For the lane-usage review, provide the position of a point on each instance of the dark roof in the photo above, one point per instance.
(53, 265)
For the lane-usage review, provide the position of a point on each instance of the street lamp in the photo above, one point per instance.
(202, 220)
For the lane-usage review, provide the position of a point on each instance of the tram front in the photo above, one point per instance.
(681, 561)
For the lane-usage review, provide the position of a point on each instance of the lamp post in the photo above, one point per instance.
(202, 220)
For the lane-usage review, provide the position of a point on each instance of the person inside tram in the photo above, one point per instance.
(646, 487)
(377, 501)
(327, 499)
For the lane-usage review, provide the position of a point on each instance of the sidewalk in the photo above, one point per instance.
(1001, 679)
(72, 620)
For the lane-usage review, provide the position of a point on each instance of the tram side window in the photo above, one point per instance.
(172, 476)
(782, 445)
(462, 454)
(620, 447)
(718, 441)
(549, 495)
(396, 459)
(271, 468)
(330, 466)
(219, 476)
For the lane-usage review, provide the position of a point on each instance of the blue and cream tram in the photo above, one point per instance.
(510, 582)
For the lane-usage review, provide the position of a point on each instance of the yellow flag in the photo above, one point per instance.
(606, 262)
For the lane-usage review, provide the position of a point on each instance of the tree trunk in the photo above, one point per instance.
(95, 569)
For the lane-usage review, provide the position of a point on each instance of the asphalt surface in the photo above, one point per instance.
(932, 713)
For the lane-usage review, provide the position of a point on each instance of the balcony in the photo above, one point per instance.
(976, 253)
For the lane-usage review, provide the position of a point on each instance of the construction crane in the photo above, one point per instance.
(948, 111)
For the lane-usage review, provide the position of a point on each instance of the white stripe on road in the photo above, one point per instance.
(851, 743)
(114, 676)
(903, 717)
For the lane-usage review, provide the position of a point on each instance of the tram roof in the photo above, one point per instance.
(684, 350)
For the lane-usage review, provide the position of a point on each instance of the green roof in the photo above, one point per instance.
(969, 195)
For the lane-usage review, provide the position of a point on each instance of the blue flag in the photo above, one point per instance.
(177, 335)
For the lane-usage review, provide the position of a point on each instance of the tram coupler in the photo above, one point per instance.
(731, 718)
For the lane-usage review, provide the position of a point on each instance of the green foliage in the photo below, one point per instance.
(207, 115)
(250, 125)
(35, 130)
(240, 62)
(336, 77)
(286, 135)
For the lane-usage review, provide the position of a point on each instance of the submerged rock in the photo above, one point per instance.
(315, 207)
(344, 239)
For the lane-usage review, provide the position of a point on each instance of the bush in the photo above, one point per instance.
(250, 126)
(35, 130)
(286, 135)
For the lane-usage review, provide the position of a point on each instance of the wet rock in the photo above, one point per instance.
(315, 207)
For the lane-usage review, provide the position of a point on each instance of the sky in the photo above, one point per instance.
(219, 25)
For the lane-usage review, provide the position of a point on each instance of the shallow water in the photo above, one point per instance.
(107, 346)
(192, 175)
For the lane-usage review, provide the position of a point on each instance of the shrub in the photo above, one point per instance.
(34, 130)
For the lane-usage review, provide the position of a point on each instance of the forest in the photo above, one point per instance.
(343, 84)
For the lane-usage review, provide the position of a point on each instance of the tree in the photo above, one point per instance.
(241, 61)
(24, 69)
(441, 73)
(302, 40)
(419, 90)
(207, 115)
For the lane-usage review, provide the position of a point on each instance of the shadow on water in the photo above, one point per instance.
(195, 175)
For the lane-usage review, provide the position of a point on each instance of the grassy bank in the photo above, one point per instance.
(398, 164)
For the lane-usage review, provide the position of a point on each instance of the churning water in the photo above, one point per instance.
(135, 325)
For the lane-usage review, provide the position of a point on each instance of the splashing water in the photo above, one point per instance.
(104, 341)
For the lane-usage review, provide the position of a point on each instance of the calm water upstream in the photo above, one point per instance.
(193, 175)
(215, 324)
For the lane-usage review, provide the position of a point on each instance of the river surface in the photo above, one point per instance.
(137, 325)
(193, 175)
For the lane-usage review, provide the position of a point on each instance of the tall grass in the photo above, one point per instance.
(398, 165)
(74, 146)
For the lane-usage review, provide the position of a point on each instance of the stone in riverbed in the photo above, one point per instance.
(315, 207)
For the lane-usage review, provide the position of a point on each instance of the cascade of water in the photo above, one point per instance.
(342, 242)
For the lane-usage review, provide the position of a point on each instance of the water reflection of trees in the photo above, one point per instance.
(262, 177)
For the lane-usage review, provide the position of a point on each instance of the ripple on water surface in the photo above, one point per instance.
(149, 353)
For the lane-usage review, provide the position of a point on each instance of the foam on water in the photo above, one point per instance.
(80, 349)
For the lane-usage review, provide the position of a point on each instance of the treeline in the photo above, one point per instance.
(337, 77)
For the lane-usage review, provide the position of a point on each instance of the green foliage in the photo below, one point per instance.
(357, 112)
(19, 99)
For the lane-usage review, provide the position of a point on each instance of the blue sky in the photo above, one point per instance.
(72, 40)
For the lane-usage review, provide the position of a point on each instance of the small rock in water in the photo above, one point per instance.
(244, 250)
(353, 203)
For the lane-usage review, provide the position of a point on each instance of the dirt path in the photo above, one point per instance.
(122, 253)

▶ WHAT YOU ARE ASKED TO DO: Convert every line of the items above into a Markdown table with two columns, Row and Entry: number the rows consecutively and put each line's text in Entry. Leave out blank lines.

▶ EXERCISE OUTPUT:
| Row | Entry |
|---|---|
| 1 | For the lane-usage review, provide the position of a point on each instance of the dark roof in the photo above, one point per instance. |
| 2 | (53, 265) |
| 3 | For the lane-usage review, provide the position of a point on each instance of the street lamp in the photo above, one point per instance. |
| 4 | (202, 220) |
| 5 | For the lane-usage review, provide the position of a point on each instance of the tram front in the photo above, one point per instance. |
| 6 | (681, 561) |
| 7 | For the lane-usage review, provide the position of a point on each instance of the lamp post in the photo above, one point per instance. |
| 8 | (202, 220) |
| 9 | For the lane-usage review, provide the position of a point on each instance of the person inside tram in the photo above, one point per instance. |
| 10 | (646, 487) |
| 11 | (377, 501) |
| 12 | (327, 499) |
| 13 | For the lane-usage review, provide the position of a point on each instance of the sidewalk in the photo above, one point per instance. |
| 14 | (1001, 679) |
| 15 | (72, 620) |
| 16 | For the lane-usage review, provide the position of a point on each instance of the tram side window in the photo above, one point per instance. |
| 17 | (172, 476) |
| 18 | (782, 445) |
| 19 | (462, 454) |
| 20 | (620, 447) |
| 21 | (718, 441) |
| 22 | (549, 495) |
| 23 | (396, 459) |
| 24 | (271, 468) |
| 25 | (330, 466) |
| 26 | (219, 476) |
| 27 | For the lane-usage review, provide the position of a point on each instance of the blue and cream tram in the photo above, one point per instance. |
| 28 | (510, 582) |
| 29 | For the lane-usage review, provide the position of a point on each instance of the yellow flag in the photo above, one point per instance. |
| 30 | (606, 262) |
| 31 | For the lane-usage review, provide the position of a point on each instance of the tree trunk in the photo above, one point per instance. |
| 32 | (95, 569) |
| 33 | For the lane-usage review, provide the position of a point on each instance of the asphalt surface in the photo above, one point per instance. |
| 34 | (932, 713) |
| 35 | For the lane-usage review, provide the position of a point on each instance of the balcony in the photo above, one point per instance. |
| 36 | (976, 253) |
| 37 | For the lane-usage review, provide the position of a point on each instance of the construction crane in the photo above, one point per instance. |
| 38 | (948, 111) |
| 39 | For the lane-usage review, provide the position of a point on each instance of the white stripe on road in the photo above, one point per instance. |
| 40 | (851, 743) |
| 41 | (114, 676) |
| 42 | (903, 717) |
| 43 | For the lane-usage review, provide the position of a point on each instance of the tram roof in the photo above, one point per instance. |
| 44 | (684, 350) |
| 45 | For the lane-usage review, provide the position of a point on each instance of the green roof in the photo above, one point per instance. |
| 46 | (969, 195) |
| 47 | For the lane-usage review, provide the position of a point on each instance of the blue flag in the photo above, one point per instance. |
| 48 | (177, 335) |
| 49 | For the lane-usage review, provide the position of a point on each instance of the tram coupler in the photo above, one point per instance. |
| 50 | (731, 718) |
| 51 | For the lane-usage review, provide the position of a point on each instance of the green foliage in the photo below, one point per instance. |
| 52 | (207, 115) |
| 53 | (250, 125) |
| 54 | (35, 130) |
| 55 | (240, 62) |
| 56 | (336, 77) |
| 57 | (286, 135) |
| 58 | For the lane-usage review, provide the position of a point on each instance of the submerged rock in the photo above, one point per instance. |
| 59 | (315, 207) |
| 60 | (344, 239) |
| 61 | For the lane-usage review, provide the position of a point on each instance of the bush in the photo above, one point per instance. |
| 62 | (250, 126) |
| 63 | (35, 130) |
| 64 | (286, 135) |
| 65 | For the lane-usage review, provide the position of a point on each instance of the wet rock in the photo above, one point per instance. |
| 66 | (315, 207) |
| 67 | For the lane-usage review, provide the position of a point on each instance of the sky in the photo above, one point per instance. |
| 68 | (219, 25) |
| 69 | For the lane-usage review, provide the position of a point on each instance of the shallow water in the photo above, one point per instance. |
| 70 | (107, 346) |
| 71 | (192, 175) |
| 72 | For the lane-usage review, provide the position of a point on each instance of the shrub in the photo above, one point per instance. |
| 73 | (34, 130) |
| 74 | For the lane-usage review, provide the position of a point on each instance of the forest in the photo above, one point per instance. |
| 75 | (343, 84) |
| 76 | For the lane-usage review, provide the position of a point on each instance of the tree in the photo above, one point per instance. |
| 77 | (241, 61) |
| 78 | (24, 69) |
| 79 | (441, 73) |
| 80 | (302, 40) |
| 81 | (419, 90) |
| 82 | (207, 115) |
| 83 | For the lane-usage review, provide the position of a point on each instance of the shadow on water in the photo above, one point per instance. |
| 84 | (195, 175) |
| 85 | For the lane-usage review, provide the position of a point on each instance of the grassy bank in the photo above, one point per instance. |
| 86 | (398, 164) |
| 87 | For the lane-usage review, provide the position of a point on each instance of the churning water in the photo above, one point per instance. |
| 88 | (135, 325) |
| 89 | For the lane-usage review, provide the position of a point on each instance of the splashing water in the photo above, one point per instance. |
| 90 | (104, 341) |
| 91 | For the lane-usage review, provide the position of a point on each instance of the calm water upstream in the photo above, one point per instance. |
| 92 | (193, 175) |
| 93 | (215, 324) |
| 94 | For the lane-usage review, provide the position of a point on each instance of the river surface in the photo above, one point per instance. |
| 95 | (137, 325) |
| 96 | (193, 175) |
| 97 | For the lane-usage review, provide the position of a point on each instance of the tall grass in the photo above, one point per instance. |
| 98 | (398, 165) |
| 99 | (74, 146) |
| 100 | For the lane-usage review, provide the position of a point on each instance of the stone in riverbed in the photo above, one point per instance. |
| 101 | (315, 207) |
| 102 | For the lane-usage review, provide the position of a point on each instance of the cascade of water in the photo above, one point per instance. |
| 103 | (342, 242) |
| 104 | For the lane-usage review, provide the position of a point on each instance of the water reflection of trees in the photo above, one point per instance. |
| 105 | (262, 177) |
| 106 | For the lane-usage review, provide the position of a point on each instance of the ripple on water surface in the photo above, one point per instance. |
| 107 | (149, 353) |
| 108 | For the lane-usage review, provide the position of a point on each instance of the foam on water in the photo above, one point per instance. |
| 109 | (80, 349) |
| 110 | For the lane-usage review, provide the position of a point on each instance of the treeline in the photo above, one point per instance. |
| 111 | (337, 77) |
| 112 | For the lane-usage review, provide the position of a point on each instance of the green foliage in the photo below, one point per instance. |
| 113 | (357, 112) |
| 114 | (19, 99) |
| 115 | For the lane-usage review, provide the position of a point on each instance of the blue sky in the photo above, one point per instance. |
| 116 | (72, 40) |
| 117 | For the lane-usage review, provide the position of a point on each instance of the small rock in water in the photo above, one point per instance. |
| 118 | (244, 250) |
| 119 | (353, 203) |
| 120 | For the lane-usage review, provide the position of a point on each instance of the dirt path in the photo above, one point per instance. |
| 121 | (122, 253) |